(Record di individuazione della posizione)
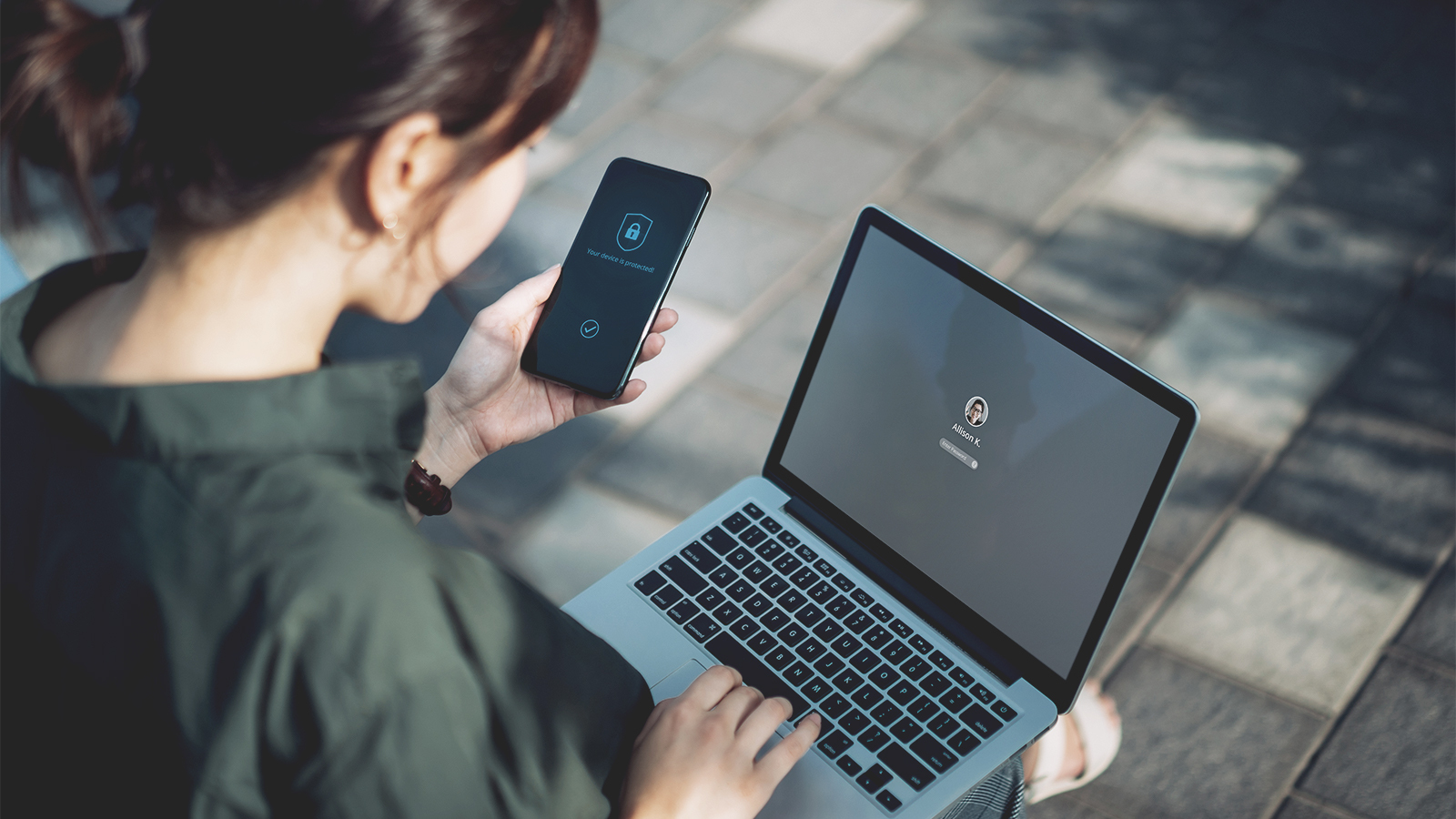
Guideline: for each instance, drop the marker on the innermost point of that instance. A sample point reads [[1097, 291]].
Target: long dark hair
[[237, 99]]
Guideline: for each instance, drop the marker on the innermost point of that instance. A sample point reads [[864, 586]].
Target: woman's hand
[[695, 758], [485, 401]]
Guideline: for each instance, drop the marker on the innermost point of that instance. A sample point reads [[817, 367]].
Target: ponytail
[[63, 77]]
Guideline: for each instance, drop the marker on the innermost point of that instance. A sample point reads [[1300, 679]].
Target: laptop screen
[[994, 458]]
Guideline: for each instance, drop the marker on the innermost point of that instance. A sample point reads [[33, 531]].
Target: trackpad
[[677, 682]]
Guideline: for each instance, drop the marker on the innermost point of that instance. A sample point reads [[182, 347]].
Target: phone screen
[[615, 278]]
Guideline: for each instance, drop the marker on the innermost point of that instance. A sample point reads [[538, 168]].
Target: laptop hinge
[[893, 583]]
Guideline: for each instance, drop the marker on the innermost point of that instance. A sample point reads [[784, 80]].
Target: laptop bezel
[[912, 586]]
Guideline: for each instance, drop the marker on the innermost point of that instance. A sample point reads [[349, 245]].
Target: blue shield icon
[[633, 230]]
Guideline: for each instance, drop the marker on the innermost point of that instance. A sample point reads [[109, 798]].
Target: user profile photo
[[976, 411]]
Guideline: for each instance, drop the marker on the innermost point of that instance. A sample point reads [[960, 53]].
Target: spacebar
[[733, 654]]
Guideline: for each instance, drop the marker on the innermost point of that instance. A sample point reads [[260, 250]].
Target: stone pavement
[[1252, 198]]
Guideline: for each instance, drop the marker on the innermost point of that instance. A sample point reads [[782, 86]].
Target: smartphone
[[615, 278]]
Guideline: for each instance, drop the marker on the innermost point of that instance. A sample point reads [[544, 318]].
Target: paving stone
[[1368, 484], [650, 142], [1009, 172], [735, 91], [1350, 29], [822, 167], [1392, 753], [1410, 370], [703, 443], [1322, 267], [1431, 629], [1108, 266], [662, 28], [609, 80], [737, 252], [581, 537], [824, 34], [1285, 612], [1366, 167], [1196, 181], [914, 95], [519, 480], [1212, 474], [1194, 745], [1266, 92], [1252, 378]]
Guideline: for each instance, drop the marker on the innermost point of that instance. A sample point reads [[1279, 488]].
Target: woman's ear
[[407, 160]]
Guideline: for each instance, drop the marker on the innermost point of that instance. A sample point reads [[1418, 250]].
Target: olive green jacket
[[216, 605]]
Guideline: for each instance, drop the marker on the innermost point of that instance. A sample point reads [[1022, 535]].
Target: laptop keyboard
[[895, 710]]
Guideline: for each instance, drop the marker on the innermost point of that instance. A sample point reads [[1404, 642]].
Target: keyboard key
[[686, 579], [683, 612], [744, 629], [935, 755], [848, 681], [829, 665], [906, 731], [956, 700], [944, 724], [666, 596], [815, 690], [866, 697], [885, 713], [739, 591], [924, 709], [762, 643], [774, 586], [834, 743], [874, 739], [794, 634], [877, 637], [854, 722], [650, 581], [895, 653], [874, 778], [810, 615], [865, 661], [752, 535], [1004, 712], [834, 705], [980, 720], [903, 693], [791, 601], [965, 742], [935, 683], [798, 673], [778, 658], [740, 557], [703, 629], [916, 668], [810, 651], [775, 620]]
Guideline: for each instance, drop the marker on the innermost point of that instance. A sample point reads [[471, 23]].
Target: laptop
[[944, 523]]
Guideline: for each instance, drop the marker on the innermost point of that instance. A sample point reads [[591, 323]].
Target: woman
[[215, 598]]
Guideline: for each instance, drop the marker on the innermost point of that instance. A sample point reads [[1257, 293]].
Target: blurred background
[[1251, 198]]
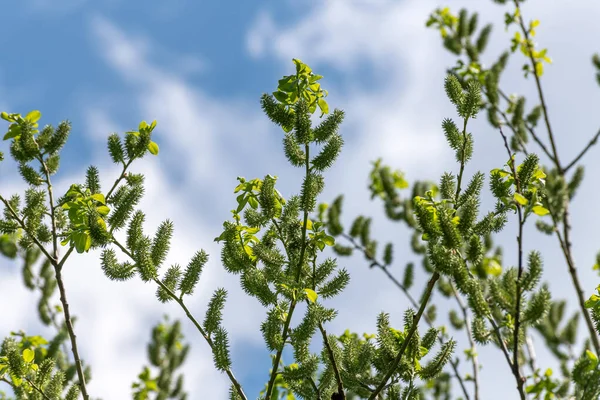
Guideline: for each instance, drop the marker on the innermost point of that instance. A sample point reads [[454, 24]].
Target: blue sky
[[199, 68]]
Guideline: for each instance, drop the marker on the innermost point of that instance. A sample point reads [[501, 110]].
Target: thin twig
[[474, 358], [336, 370], [414, 303], [501, 342], [179, 300], [61, 286], [37, 388], [531, 130], [123, 174], [413, 328], [315, 388], [516, 370], [582, 153], [532, 358], [63, 297], [298, 275], [566, 246]]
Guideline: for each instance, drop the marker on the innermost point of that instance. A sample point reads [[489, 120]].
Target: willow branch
[[293, 303], [474, 358], [61, 286], [179, 300], [407, 339]]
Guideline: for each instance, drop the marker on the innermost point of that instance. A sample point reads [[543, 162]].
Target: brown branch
[[516, 370], [566, 244], [582, 153], [61, 286], [411, 332], [232, 378], [293, 303], [474, 358]]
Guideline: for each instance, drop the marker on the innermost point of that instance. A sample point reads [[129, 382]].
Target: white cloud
[[207, 142], [399, 119]]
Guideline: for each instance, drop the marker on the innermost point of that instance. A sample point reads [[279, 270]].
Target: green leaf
[[99, 197], [323, 106], [329, 240], [592, 357], [28, 355], [311, 294], [539, 210], [103, 210], [153, 148], [34, 116], [281, 96], [519, 198], [83, 241], [13, 132], [253, 202]]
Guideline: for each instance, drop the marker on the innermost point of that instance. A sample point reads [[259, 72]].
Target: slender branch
[[336, 371], [462, 161], [232, 378], [531, 131], [37, 388], [24, 227], [566, 245], [501, 342], [315, 388], [538, 84], [61, 286], [407, 339], [532, 358], [414, 303], [516, 370], [566, 249], [123, 174], [474, 358], [298, 275], [582, 153]]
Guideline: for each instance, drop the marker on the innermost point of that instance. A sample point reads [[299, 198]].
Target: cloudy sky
[[199, 69]]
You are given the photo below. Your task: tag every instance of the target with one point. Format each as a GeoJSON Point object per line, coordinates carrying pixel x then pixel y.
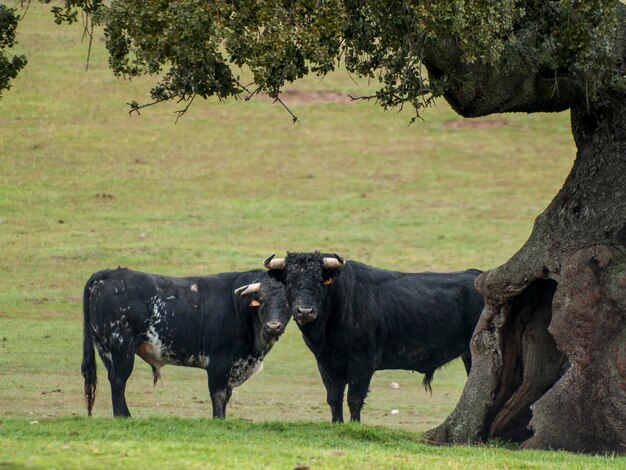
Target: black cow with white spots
{"type": "Point", "coordinates": [357, 319]}
{"type": "Point", "coordinates": [225, 323]}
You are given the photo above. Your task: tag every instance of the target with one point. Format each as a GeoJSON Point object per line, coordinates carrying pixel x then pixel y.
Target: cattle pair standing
{"type": "Point", "coordinates": [356, 319]}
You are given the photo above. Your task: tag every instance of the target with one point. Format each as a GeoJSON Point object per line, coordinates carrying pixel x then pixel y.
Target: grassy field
{"type": "Point", "coordinates": [84, 186]}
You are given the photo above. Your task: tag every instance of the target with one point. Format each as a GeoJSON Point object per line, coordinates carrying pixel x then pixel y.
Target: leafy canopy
{"type": "Point", "coordinates": [10, 64]}
{"type": "Point", "coordinates": [198, 47]}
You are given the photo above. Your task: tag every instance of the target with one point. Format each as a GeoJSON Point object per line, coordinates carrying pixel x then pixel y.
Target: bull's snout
{"type": "Point", "coordinates": [274, 328]}
{"type": "Point", "coordinates": [305, 314]}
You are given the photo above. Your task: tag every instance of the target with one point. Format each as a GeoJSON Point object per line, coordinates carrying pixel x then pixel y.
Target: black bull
{"type": "Point", "coordinates": [357, 319]}
{"type": "Point", "coordinates": [224, 323]}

▶ COSA FARE:
Puoi ricopiare esattamente tutte le righe dei record qui sopra, senza includere le immagini?

▶ ESITO DEL COMPITO:
Guideline: for each instance, drop the marker on the innermost point of that instance. A sample point reads [[1097, 291]].
Target: long dark hair
[[237, 99]]
Guideline: for each instance, drop the marker on the innermost point of that instance. A sample point reads [[864, 586]].
Target: woman's hand
[[695, 758], [485, 401]]
Guideline: for each instance, drop the marker on the innermost point of that instance. A sample point reads [[817, 367]].
Target: ponytail
[[63, 77]]
Guideline: for each instance, drop the marker on the innermost point of that instance. A sample point reads [[1300, 679]].
Target: laptop screen
[[994, 458]]
Guideline: for each instance, drop the marker on the innermost point of that instance. A sample point reads [[33, 531]].
Target: trackpad
[[677, 682]]
Guideline: for each instance, drop the marker on the innermost point of that instance. A sample point reads [[182, 347]].
Target: phone screen
[[615, 278]]
Guideline: for each instance, drop the marker on the innermost point of that instance. A sample point reads [[538, 168]].
Target: laptop hinge
[[893, 583]]
Guideline: for each instance, drop the marker on the innermost point of that instance. A sample point reads [[784, 80]].
Target: laptop bezel
[[912, 586]]
Guideline: for each instance, drop the marker on the innermost point of that instance. A sample point reads [[349, 245]].
Target: blue shield icon
[[633, 230]]
Guideline: for each instance, drop the marker on the innermost point of that instance. A sample point reads [[109, 798]].
Target: user profile photo
[[976, 411]]
Guideline: for each instance, drop the marker on the innermost point of that instance. A sample point reads [[960, 53]].
Target: spacebar
[[733, 654]]
Guideline: for each instance, drop the marker on the innermost point of that instance. A sample point reads [[260, 250]].
Target: stone pavement
[[1252, 198]]
Guideline: for each instance, drop the marker on the innermost point of that instance. A sample point reads [[782, 86]].
Target: smartphone
[[615, 278]]
Guideline: for each instance, drop the marker on the innermost point of that instance. A sample point reads [[544, 318]].
Target: paving stone
[[1368, 484], [650, 142], [1009, 172], [735, 91], [1350, 29], [822, 167], [1392, 753], [1410, 370], [703, 443], [1322, 267], [1431, 629], [1108, 266], [662, 28], [609, 80], [737, 252], [581, 537], [824, 34], [1285, 612], [1366, 167], [1196, 181], [914, 95], [519, 480], [1212, 474], [1194, 745], [1266, 92], [1252, 378]]
Guideline: for each instance, drop the marker on the innermost point of that instance. A sample point reads [[1279, 488]].
Target: woman's ear
[[407, 160]]
Guideline: for each instance, drop the marker on the innermost point of that instance. A sample point reads [[1418, 250]].
Target: olive green jacket
[[216, 605]]
Guideline: for each instance, drop the marker on the innermost point of that instance. A sample point reads [[1022, 535]].
Target: laptop keyboard
[[895, 710]]
Guideline: for each instance, drop the marker on the innermost point of that instance. A sample point reads [[1404, 642]].
Target: keyboard key
[[686, 579], [683, 612], [744, 629], [935, 755], [848, 681], [829, 665], [906, 731], [956, 700], [944, 724], [666, 596], [815, 690], [866, 697], [885, 713], [739, 591], [924, 709], [762, 643], [774, 586], [834, 743], [874, 739], [794, 634], [877, 637], [854, 722], [650, 581], [895, 653], [874, 778], [810, 615], [865, 661], [752, 535], [1004, 712], [834, 705], [980, 720], [903, 693], [791, 601], [965, 742], [935, 683], [798, 673], [778, 658], [740, 557], [703, 629], [916, 668], [810, 651], [775, 620]]
Guideline: for each instance, drop the marker on the innermost point of that instance. A sample point reads [[471, 23]].
Target: laptop
[[944, 523]]
Guideline: for each instance, drop the marker on the innermost point of that instance. A sample point reads [[591, 323]].
Target: woman
[[215, 598]]
Guideline: for each instance, drop the marker on the innermost point of that instance. A sample point reads [[1257, 293]].
Target: blurred background
[[1251, 198]]
Guideline: for each instance, drop the marker on the innermost point of that instance. A sample point reads [[454, 24]].
Target: blue sky
[[199, 68]]
Guideline: for each instance, drop the marker on the innermost point of that instance. A sample point reads [[501, 110]].
Target: thin twig
[[474, 358], [336, 370], [414, 303], [501, 342], [179, 300], [61, 286], [37, 388], [531, 130], [123, 174], [413, 328], [315, 388], [516, 370], [582, 153], [532, 358], [63, 297], [298, 275], [566, 246]]
Guideline: for each instance, drop the marker on the innermost point of that instance. A sample point reads [[489, 120]].
Target: willow branch
[[293, 303], [474, 358], [61, 286], [179, 300], [407, 339]]
Guideline: for each instance, drop the marker on the innermost point of that instance. A sample point reads [[543, 162]].
Target: brown branch
[[516, 370], [566, 244], [582, 153], [61, 286], [411, 332], [232, 378], [293, 303], [474, 358]]
Guideline: for each instance, drop the marker on the innermost point of that instance. A sample point reads [[129, 382]].
Target: white cloud
[[207, 142], [399, 119]]
Guideline: for each instance, drop the marker on the innermost point of that instance. A sample point reads [[279, 270]].
Target: green leaf
[[99, 197], [323, 106], [329, 240], [592, 357], [28, 355], [311, 294], [539, 210], [103, 210], [153, 148], [34, 116], [281, 96], [519, 198], [83, 241], [13, 132], [253, 202]]
Guideline: for each instance, drop the marker on the innermost point of that instance. A sample point reads [[259, 72]].
Target: slender branch
[[336, 371], [462, 161], [232, 378], [531, 131], [37, 388], [24, 227], [566, 245], [501, 342], [315, 388], [538, 84], [61, 286], [407, 339], [532, 358], [414, 303], [516, 370], [566, 249], [123, 174], [474, 358], [298, 275], [582, 153]]
Guideline: for each instance, drop the marker on the innermost point of that instance. A sample point reads [[299, 198]].
Target: cloudy sky
[[199, 69]]
You are given the photo below. Your task: tag every instance of the target with one point. Format each as a GeoJSON Point object per line, coordinates carrying pixel x then pixel y.
Target: black cow with white spots
{"type": "Point", "coordinates": [357, 319]}
{"type": "Point", "coordinates": [225, 323]}
You are given the photo above. Your task: tag every instance of the target with one point. Format each as a GeoJSON Point object per line, coordinates carrying pixel x then pixel y.
Target: cattle pair standing
{"type": "Point", "coordinates": [356, 319]}
You are given the photo above. Your task: tag every instance of the target with one point. Format each as a GeoJSON Point object per line, coordinates carrying pixel x then pixel y.
Target: grassy field
{"type": "Point", "coordinates": [84, 186]}
You are given the photo above. Your task: tag every instance of the target with one point. Format each as a GeoJSON Point object per line, coordinates carrying pixel x then pixel y.
Target: leafy canopy
{"type": "Point", "coordinates": [10, 64]}
{"type": "Point", "coordinates": [198, 47]}
You are given the photo above. Your task: tag every instance of the target with one point. Format each as a GeoJSON Point object per line, coordinates carrying pixel x then pixel y.
Target: bull's snout
{"type": "Point", "coordinates": [274, 328]}
{"type": "Point", "coordinates": [305, 314]}
You are given the photo above. Your task: tag every instance of the target with one point. Format each as a GeoJSON Point object per line, coordinates carrying pixel x then pixel y.
Target: black bull
{"type": "Point", "coordinates": [357, 319]}
{"type": "Point", "coordinates": [224, 323]}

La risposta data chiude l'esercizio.